* GIVEN INSTRUCTION:
Output every line of the items below as a JSON list of strings, one string per line, with blank lines left out.

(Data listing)

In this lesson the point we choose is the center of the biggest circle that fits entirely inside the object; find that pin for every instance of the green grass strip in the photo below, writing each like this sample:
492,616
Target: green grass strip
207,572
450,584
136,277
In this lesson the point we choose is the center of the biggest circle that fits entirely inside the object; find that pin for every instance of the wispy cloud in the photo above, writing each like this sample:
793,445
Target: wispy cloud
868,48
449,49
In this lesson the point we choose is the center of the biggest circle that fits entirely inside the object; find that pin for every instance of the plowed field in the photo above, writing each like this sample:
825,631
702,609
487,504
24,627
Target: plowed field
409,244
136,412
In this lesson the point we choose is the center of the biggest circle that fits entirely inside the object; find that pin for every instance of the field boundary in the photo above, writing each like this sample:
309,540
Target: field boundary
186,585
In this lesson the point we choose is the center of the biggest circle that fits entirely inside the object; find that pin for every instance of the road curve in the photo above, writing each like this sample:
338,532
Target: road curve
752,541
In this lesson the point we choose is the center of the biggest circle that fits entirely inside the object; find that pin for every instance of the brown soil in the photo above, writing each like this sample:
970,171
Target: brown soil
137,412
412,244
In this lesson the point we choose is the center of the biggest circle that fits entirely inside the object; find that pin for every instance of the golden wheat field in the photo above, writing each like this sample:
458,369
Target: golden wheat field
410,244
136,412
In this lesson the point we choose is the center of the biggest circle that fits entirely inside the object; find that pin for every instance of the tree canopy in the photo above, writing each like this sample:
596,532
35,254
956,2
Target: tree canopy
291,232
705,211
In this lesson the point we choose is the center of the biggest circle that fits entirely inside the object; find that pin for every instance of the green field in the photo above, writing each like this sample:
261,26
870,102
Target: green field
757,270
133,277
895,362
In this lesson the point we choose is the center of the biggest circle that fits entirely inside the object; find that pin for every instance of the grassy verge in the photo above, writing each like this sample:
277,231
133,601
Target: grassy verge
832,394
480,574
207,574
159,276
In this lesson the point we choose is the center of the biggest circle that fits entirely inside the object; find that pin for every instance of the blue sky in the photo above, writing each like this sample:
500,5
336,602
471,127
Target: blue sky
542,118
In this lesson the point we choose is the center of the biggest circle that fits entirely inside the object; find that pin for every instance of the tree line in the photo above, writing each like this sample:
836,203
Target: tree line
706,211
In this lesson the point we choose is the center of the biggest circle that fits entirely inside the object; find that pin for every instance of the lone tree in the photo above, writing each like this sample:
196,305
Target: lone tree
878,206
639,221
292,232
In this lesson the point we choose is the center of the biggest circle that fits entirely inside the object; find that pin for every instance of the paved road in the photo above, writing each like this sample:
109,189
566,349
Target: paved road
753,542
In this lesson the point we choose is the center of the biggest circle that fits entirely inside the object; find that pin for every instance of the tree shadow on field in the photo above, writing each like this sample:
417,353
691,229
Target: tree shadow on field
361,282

* REPLY TO THE EXERCISE:
[
  "In this lesson the point we choose is the center of the biggest circle that fits entirely inside the object; find that pin for every instance of the green grass strip in the photo below, writing each like this sample:",
  "492,616",
  "Target: green grass strip",
  "207,572",
  "450,584",
  "136,277",
  "In this lesson the point we choose is the center of the biggest circle that fits entirely inside the object; find that pin for every instance of the wispy cloud in the photo above, writing each like this sample:",
  "793,445",
  "Target: wispy cloud",
  "868,48",
  "449,49",
  "In this lesson the point we choose is the center of the biggest circle that fits entirely inside the object; find that pin for every instance of the plowed field in the photo above, writing each like this sample:",
  "825,631",
  "702,609",
  "487,504",
  "24,627",
  "Target: plowed field",
  "409,244",
  "136,412",
  "In this lesson the point we choose is the center of the biggest circle that fits entirely inside the object; find that pin for every instance of the field boundary in the photo above, writing each like this sample:",
  "309,540",
  "Target: field boundary",
  "186,585",
  "In this lesson the point we choose is the center of the biggest circle that fits entirely inside the object; find that pin for every instance of the road curve in the photo above, writing each like this sample:",
  "338,532",
  "Target: road curve",
  "752,541",
  "In this lesson the point we choose is the center of the biggest circle that fits entirely inside the object; find that pin for every instance of the brown soil in the photo above, writing each like this sample:",
  "970,171",
  "Target: brown soil",
  "137,412",
  "412,244",
  "In this lesson the point we choose is the center of the biggest circle that fits entirely inside the object; find that pin for every instance of the golden wheat field in the photo above, writing each like this sample:",
  "458,369",
  "Target: golden wheat field",
  "410,244",
  "136,412",
  "In this lesson the point we choose is the center of the biggest circle that fits entirely inside the object; find that pin for every instance of the tree canopy in the photo above, writing each like this sample:",
  "596,532",
  "35,254",
  "956,2",
  "Target: tree canopy",
  "291,232",
  "705,211",
  "In this lesson the point we choose is the center of the biggest circle that fits entirely inside the object; find that pin for every instance of the green field in the photo above, writing each like this sample:",
  "261,26",
  "870,102",
  "Target: green field",
  "757,270",
  "133,277",
  "895,362",
  "In this lesson the point we choose is the center of the biggest circle that fits entirely inside the object; find that pin for every instance of the grassy verge in the photo above, writing each like this sample:",
  "277,231",
  "133,601",
  "Target: grassy verge",
  "832,394",
  "480,574",
  "207,574",
  "159,276",
  "In this lesson the point we choose is the center of the biggest circle that fits entirely inside the object; find that pin for every instance of the blue sky in the photo above, writing each like this sample:",
  "500,5",
  "336,602",
  "471,127",
  "Target: blue sky",
  "542,118",
  "In this lesson the point we choose is the center of the biggest circle that fits entirely inside the object; find that pin for every instance of the tree line in the photo above, writing each like this sample:",
  "836,203",
  "Target: tree line",
  "706,211",
  "In this lesson the point we choose is the center of the biggest circle that fits entirely inside the object; find that pin for every instance of the lone tree in the photo above, writing each like this sample:",
  "196,305",
  "Target: lone tree",
  "878,206",
  "639,221",
  "292,232",
  "In this lesson the point we choose is the center of the biggest circle that fits entirely inside the object; find that pin for every instance of the paved road in the photo above, writing each like this sample:",
  "109,189",
  "566,349",
  "Target: paved road",
  "753,542",
  "In this lesson the point we choose is the center of the biggest circle that fits entirely inside the object; find that pin for every instance of the tree shadow on field in the photo above, writing each like this sample:",
  "417,353",
  "691,229",
  "Target: tree shadow on field",
  "361,282"
]